Start of DOCUMENT PASSAGE
In addition, Friedkin featured an excerpt of Mike Oldfield’s “Tubular Bells, Part One,” one of two side-long epics on the 1973 album of the same name. Tubular Bells was the inaugural release on Virgin Records, co-founded just a year prior by 22-year-old entrepreneur Richard Branson. “One day, an engineer from the Manor (Virgin’s recording studio) rang me and said he'd heard this incredible instrumental demo tape by a teenager called Mike Oldfield,” Branson recalls in The Guardian. “By the time I heard the tape, he was the second reserve guitarist in the musical Hair, and was frustrated and desperate to get an album out. I took the tape to record companies: Mercury said they'd release it if Mike added vocals, which he didn't want at all. Eventually, we decided to just set up our own record company.” With the help of influential BBC Radio 1 DJ John Peel, Tubular Bells began its slow but steady climb to the top of the album charts, reaching #1 in the UK and #3 in the US— no small feat for an instrumental record divided into 25-minute suites. In ’74, a single version of “Part One”— the first three sections edited down to just under 4 minutes— charted at #7 in the US. The fact that Oldfield tapped into progressive rock at the height of the its popularity— Pink Floyd’s Dark Side of the Moon also debuted in ’73— explains much of Tubular Bells’ convention-defying success, as does as its inclusion in The Exorcist. To this day, most people remember the haunting piano figure that opens “Part One” as the film’s de facto theme, and perhaps the prime example of the sound Komeda helped pioneer with Rosemary’s Baby.



With jazz and prog rock already at the forefront of filmic fright, the ‘70s would usher in a new wave of crossovers between horror cinema and popular music— in both directions. Back in Italy, gialli were growing in popularity thanks to writer/director Dario Argento, whose The Bird with the Crystal Plumage (1970) brought new levels of violence, sexuality, and stylization to the genre. In Argento’s syrup-stained hands, the giallo became the Italian equivalent of the American slasher flick— the Spaghetti Slasher, if you will. In ’75, Argento hired jazz pianist Giorgio Gaslini and an obscure prog band called Cherry Five to collaborate on an original score for Deep Reed, another giallo about a pianist (David Hemmings) investigating a series of grisly murders. Gaslini soon dropped out due to creative tensions with Argento, leaving Cherry Five to complete the score on a 24-hour deadline. With the challenge came a change of name, one better suited to the project itself— Goblin, often credited as 'The Goblins.' Led by guitarist Massimo Morante and keyboardist Claudio Simonetti, Goblin more than rose to the occasion with their groundbreaking score, which ironically has more in common with the sections of Tubular Bells not featured in The Exorcist. In place of a traditional orchestra, the band stuck to their prog guns— electric guitar, synthesizers, bass, drums— and further mined the tritonal connection between rock and horror that Black Sabbath built back in ‘69.
End of DOCUMENT PASSAGE
Start of DATASET ROWS
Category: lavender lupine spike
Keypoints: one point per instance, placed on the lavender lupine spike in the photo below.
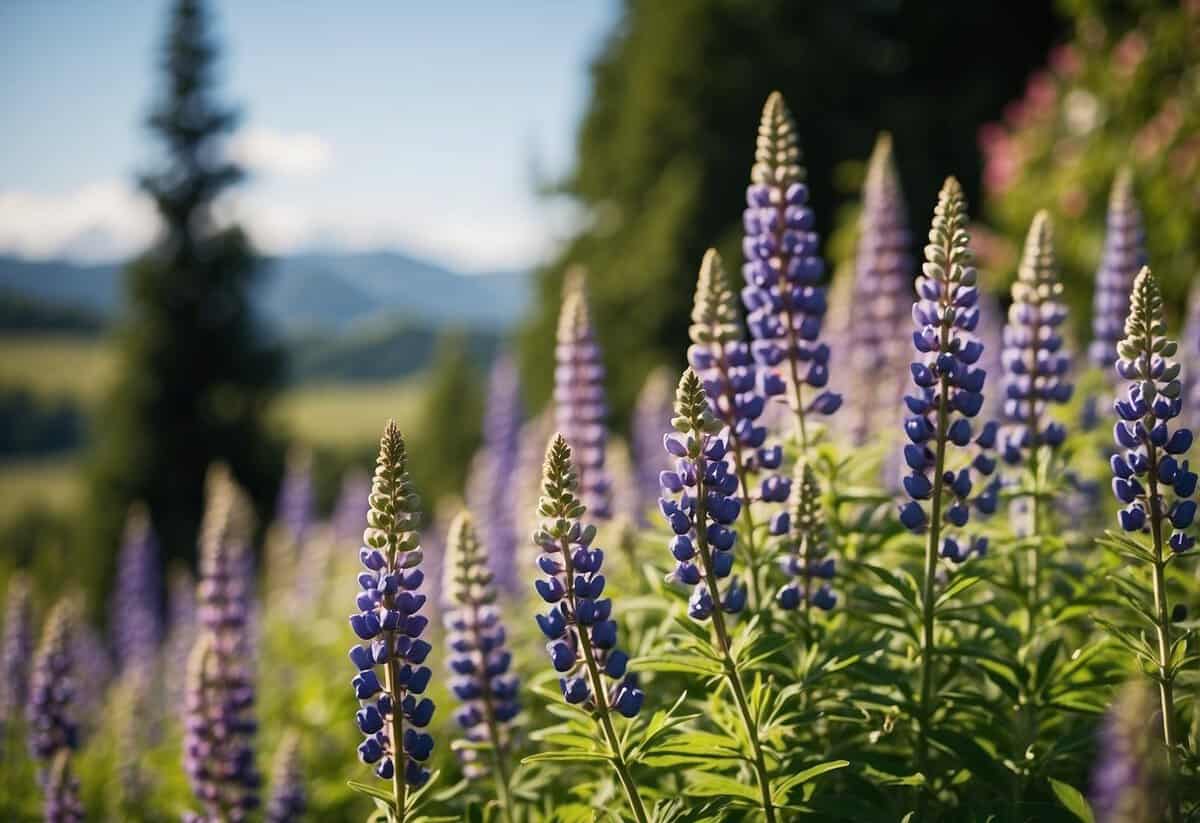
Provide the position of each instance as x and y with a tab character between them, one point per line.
137	610
1152	478
1125	254
721	359
491	493
784	271
1127	780
882	296
289	798
49	714
701	518
219	701
805	562
581	632
18	649
949	394
394	713
63	803
479	658
580	407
End of DATASET ROWS
TASK DIRECTIONS: Continue the piece on rock and jazz in horror film scores, starting right after its last sentence about Black Sabbath in '69.

THE REPLY:
Goblin went on to collaborate with Argento on multiple films, including his magnum opus, Suspiria (1977). The film marks a departure from the giallo style, telling the story of an American ballet student (Jessica Harper) who exposes— and ultimately falls prey to— an evil coven at a German dance academy. The score features all the core ingredients of Deep Red, this time with semi-orchestral flourishes— celesta, bells, and choral chants a la Rosemary’s Baby— to amplify the film’s occult themes. Goblin started to drift apart thereafter, but various members would stick around to score George Romero’s Dawn of the Dead (1978)— co-written by Argento and released as Zombi in Europe— plus Argento’s return to giallo, Tenebrae (1982). The director kept at it with a host of prominent rock musicians throughout the '80s: Keith Emerson of Emerson, Lake, & Palmer on Inferno (1980)— the thematic sequel to Suspiria— as well as Brian Eno and The Rolling Stones’ Bill Wyman on the synth-heavy Opera (1987).



Meanwhile, in Germany, another auteur— the enigmatic Werner Herzog— had found his own Goblin in the form of Popol Vuh. Named after an ancient Mayan (K’iche’) text that loosely translates to “Book of the People,” the band was part of an ‘60s-‘70s avant-rock movement known as “krautrock” or— more descriptively— “Kosmische Musik.” Other practitioners included Can, Neu!, Faust, and Tangerine Dream, who went on to score Michael Mann’s The Keep (1983) and Kathryn Bigelow’s Near Dark (1987). At turns hypnotic and ethereal, electronic and organic, the genre shares qualities with prog and psychedelia before it, a key distinction being the Germans’ commitment to ambience— as befits a certain kind of film score. When Popol Vuh moved away from the Moog synthesizer experiments of their first two albums in favor of more varied instrumentation, their music became more cinematic. In ’72, Herzog commissioned Popol Vuh to score Aguirre, the Wrath of God, the story of Spanish conquistadores who lose their minds (and lives) searching for El Dorado in the Amazon rainforest. Herzog and the band’s founder, Florian Fricke, were already friends— the director had even cast Fricke in Signs of Life (1968)— and on Aguirre they proved a match made in heaven.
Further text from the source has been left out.